=== Begin Enclosure ===

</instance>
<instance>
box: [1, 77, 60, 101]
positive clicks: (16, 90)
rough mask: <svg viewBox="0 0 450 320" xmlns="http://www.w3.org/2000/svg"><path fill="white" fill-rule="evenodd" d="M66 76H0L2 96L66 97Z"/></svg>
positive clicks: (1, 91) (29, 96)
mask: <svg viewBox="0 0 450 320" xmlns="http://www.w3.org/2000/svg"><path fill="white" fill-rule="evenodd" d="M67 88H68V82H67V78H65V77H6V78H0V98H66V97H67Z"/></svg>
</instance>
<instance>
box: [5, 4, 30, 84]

=== End Enclosure ===
=== Begin Enclosure ===

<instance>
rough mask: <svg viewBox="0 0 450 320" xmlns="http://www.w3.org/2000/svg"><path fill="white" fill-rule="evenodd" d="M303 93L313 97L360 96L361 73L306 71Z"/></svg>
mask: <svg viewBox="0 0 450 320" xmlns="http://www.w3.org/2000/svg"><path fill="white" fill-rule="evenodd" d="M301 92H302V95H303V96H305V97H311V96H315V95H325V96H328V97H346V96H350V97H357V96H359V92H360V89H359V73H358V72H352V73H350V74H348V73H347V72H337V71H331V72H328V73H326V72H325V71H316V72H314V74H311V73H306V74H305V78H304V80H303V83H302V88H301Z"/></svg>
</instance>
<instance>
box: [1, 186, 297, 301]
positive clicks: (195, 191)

=== End Enclosure ===

» What this task involves
Return, copied in full, each line of the material above in which the string "positive" appears.

» Output of the exercise
positive clicks: (16, 90)
positive clicks: (1, 91) (29, 96)
positive clicks: (195, 191)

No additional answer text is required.